Coordinate annotation entries

== == ==

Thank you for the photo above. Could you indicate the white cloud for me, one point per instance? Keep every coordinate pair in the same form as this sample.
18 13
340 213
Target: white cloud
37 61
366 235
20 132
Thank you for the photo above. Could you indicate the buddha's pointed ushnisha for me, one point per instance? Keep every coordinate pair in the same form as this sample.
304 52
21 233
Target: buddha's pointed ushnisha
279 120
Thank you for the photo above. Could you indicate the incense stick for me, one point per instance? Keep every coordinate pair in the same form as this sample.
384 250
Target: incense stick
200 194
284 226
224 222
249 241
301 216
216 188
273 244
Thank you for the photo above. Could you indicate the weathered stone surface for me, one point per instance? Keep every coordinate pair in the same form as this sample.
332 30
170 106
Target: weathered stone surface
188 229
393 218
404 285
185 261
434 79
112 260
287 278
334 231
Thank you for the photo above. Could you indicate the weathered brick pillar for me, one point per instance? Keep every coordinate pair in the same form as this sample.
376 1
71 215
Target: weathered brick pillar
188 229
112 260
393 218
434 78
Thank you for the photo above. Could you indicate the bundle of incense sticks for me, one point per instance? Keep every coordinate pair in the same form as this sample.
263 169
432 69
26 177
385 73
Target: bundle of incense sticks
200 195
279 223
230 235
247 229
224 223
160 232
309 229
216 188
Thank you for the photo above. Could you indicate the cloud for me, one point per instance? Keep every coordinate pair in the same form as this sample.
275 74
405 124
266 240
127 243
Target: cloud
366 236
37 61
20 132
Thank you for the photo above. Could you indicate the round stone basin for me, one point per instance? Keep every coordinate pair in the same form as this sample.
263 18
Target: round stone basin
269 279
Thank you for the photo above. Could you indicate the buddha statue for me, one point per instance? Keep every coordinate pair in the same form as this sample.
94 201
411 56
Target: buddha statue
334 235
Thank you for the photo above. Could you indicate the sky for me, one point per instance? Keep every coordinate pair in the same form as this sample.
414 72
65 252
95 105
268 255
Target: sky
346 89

== == ==

WORK INSTRUCTIONS: Reproduce the rows verbatim, starting at the line that contains "the weathered brick" and continuing through the last of the rows.

ANSWER TO THE PROBLEM:
Thank you for the photo above. Could you indicate the weathered brick pillar for me, one point per instance? Keep every coordinate pair in the same form as this sample.
376 1
71 215
Target: weathered brick pillar
188 229
112 260
393 218
434 78
Thank you for the photo above. Could you indicate the bundle of incense sticks for me, one point per instance? Keep every coordinate pair in the same form as this sample.
263 169
432 69
26 177
385 73
Target: bundle of incense sticks
200 195
279 223
230 235
247 229
224 223
160 232
309 229
216 188
Thank you for the photo above. Could you indicate the cloud for me, one point per instance? Keep every coordinate pair in the same form as this sample.
275 74
405 124
266 240
127 243
Target: cloud
366 236
37 61
20 132
Thank you for the photo above. Could you indicate the round stone basin for me, one point per instance? Keep every coordinate pair in the same form as this sample.
263 18
Target: round stone basin
269 279
Thank you for the photo above. Could you indicate the buddha statue for me, one point per instance? Keep every coordinate pair in the same form as this sample.
94 201
411 56
Target: buddha statue
334 235
Thank you for the photo above. Could you indicate the sky for me, one point per instance? Keep every coordinate pair in the same form as this sample.
414 72
65 252
95 105
268 255
Target: sky
346 89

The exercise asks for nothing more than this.